Transcriba las líneas siguientes sin alterar ningún carácter.

• Líneas de datos:
===============

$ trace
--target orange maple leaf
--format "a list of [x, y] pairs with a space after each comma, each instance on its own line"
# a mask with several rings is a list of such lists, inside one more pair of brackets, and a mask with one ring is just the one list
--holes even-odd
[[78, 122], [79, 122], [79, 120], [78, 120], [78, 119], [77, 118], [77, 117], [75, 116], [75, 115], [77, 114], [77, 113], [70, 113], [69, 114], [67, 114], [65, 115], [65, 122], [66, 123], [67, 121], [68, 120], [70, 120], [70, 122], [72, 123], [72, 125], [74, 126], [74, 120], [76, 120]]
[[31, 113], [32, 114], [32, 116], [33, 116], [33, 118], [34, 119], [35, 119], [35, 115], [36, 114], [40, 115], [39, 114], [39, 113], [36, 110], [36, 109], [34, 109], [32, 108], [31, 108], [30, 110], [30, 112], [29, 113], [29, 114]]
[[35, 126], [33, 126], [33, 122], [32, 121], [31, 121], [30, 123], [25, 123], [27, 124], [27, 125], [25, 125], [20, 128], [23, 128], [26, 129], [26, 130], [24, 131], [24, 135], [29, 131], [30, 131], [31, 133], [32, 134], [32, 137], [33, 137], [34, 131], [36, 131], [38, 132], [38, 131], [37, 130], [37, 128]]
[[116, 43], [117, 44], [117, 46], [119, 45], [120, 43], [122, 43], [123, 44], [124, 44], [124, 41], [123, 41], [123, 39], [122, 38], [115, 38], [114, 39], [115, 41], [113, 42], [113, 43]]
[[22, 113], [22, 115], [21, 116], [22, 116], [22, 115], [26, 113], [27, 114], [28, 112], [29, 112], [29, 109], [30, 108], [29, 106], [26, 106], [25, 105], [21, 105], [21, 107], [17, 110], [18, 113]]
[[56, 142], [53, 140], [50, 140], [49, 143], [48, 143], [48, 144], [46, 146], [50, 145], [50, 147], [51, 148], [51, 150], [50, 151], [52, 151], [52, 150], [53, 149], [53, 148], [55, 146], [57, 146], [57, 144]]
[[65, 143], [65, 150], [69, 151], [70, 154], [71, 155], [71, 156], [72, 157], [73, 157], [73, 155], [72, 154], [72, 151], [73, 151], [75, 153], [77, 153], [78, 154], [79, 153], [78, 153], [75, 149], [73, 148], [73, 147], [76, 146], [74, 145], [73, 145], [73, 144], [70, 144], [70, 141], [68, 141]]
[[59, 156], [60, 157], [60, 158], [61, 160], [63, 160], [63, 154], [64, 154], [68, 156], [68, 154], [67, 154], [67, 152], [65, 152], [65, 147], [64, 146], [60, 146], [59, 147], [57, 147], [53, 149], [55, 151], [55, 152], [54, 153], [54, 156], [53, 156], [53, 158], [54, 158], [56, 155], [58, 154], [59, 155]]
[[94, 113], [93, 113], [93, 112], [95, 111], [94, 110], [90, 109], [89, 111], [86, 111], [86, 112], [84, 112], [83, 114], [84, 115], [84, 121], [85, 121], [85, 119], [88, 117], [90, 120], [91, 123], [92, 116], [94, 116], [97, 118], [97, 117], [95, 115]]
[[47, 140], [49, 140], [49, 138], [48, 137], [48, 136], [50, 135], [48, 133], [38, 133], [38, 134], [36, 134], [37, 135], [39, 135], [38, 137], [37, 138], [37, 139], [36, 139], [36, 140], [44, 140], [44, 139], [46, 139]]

===============

• Solución:
$ trace
--target orange maple leaf
--format "a list of [x, y] pairs with a space after each comma, each instance on its own line"
# a mask with several rings is a list of such lists, inside one more pair of brackets, and a mask with one ring is just the one list
--holes even-odd
[[78, 122], [79, 122], [79, 120], [78, 120], [78, 119], [77, 118], [77, 117], [75, 116], [75, 115], [77, 114], [77, 113], [70, 113], [69, 114], [67, 114], [65, 115], [65, 122], [66, 123], [67, 121], [68, 120], [70, 120], [70, 122], [72, 123], [72, 125], [74, 126], [74, 120], [76, 120]]
[[31, 113], [32, 114], [32, 116], [33, 116], [33, 118], [34, 119], [35, 119], [35, 115], [36, 114], [40, 115], [39, 114], [39, 113], [36, 110], [36, 109], [34, 109], [32, 108], [31, 108], [30, 110], [30, 112], [29, 113], [29, 114]]
[[35, 126], [33, 126], [33, 122], [32, 121], [31, 121], [30, 123], [25, 123], [27, 124], [27, 125], [25, 125], [20, 128], [23, 128], [26, 129], [26, 130], [24, 131], [24, 135], [29, 131], [30, 131], [31, 133], [32, 134], [32, 137], [33, 137], [34, 131], [36, 131], [38, 132], [38, 131], [37, 130], [37, 128]]
[[116, 43], [117, 44], [117, 46], [119, 45], [120, 43], [122, 43], [123, 44], [124, 44], [124, 41], [123, 41], [123, 39], [122, 38], [115, 38], [114, 39], [115, 41], [113, 42], [113, 43]]
[[22, 113], [22, 115], [21, 116], [22, 116], [22, 115], [26, 113], [27, 114], [28, 112], [29, 112], [29, 109], [30, 108], [29, 106], [26, 106], [25, 105], [21, 105], [21, 107], [17, 110], [18, 113]]
[[56, 142], [53, 140], [50, 140], [49, 143], [48, 143], [48, 144], [46, 146], [50, 145], [50, 147], [51, 148], [51, 150], [50, 151], [52, 151], [52, 150], [53, 149], [53, 148], [55, 146], [57, 146], [57, 144]]
[[65, 143], [65, 150], [69, 151], [70, 154], [71, 155], [71, 156], [72, 157], [73, 157], [73, 155], [72, 154], [72, 151], [73, 151], [75, 153], [77, 153], [78, 154], [79, 153], [78, 153], [75, 149], [73, 148], [73, 147], [76, 146], [74, 145], [73, 145], [73, 144], [70, 144], [70, 141], [68, 141]]
[[59, 156], [60, 157], [60, 158], [61, 160], [63, 160], [63, 154], [64, 154], [68, 156], [68, 154], [67, 154], [67, 152], [65, 152], [65, 147], [64, 146], [60, 146], [59, 147], [57, 147], [53, 149], [55, 151], [55, 152], [54, 153], [54, 156], [53, 156], [53, 158], [54, 158], [56, 155], [58, 154], [59, 155]]
[[94, 113], [93, 113], [93, 112], [95, 111], [94, 110], [90, 109], [89, 111], [86, 111], [86, 112], [84, 112], [83, 114], [84, 115], [84, 121], [85, 121], [85, 119], [88, 117], [90, 120], [91, 123], [92, 116], [94, 116], [97, 118], [97, 117], [95, 115]]
[[47, 140], [49, 140], [49, 138], [48, 137], [48, 136], [50, 135], [48, 133], [38, 133], [38, 134], [36, 134], [37, 135], [39, 135], [38, 137], [37, 138], [37, 139], [36, 139], [36, 140], [44, 140], [44, 139], [46, 139]]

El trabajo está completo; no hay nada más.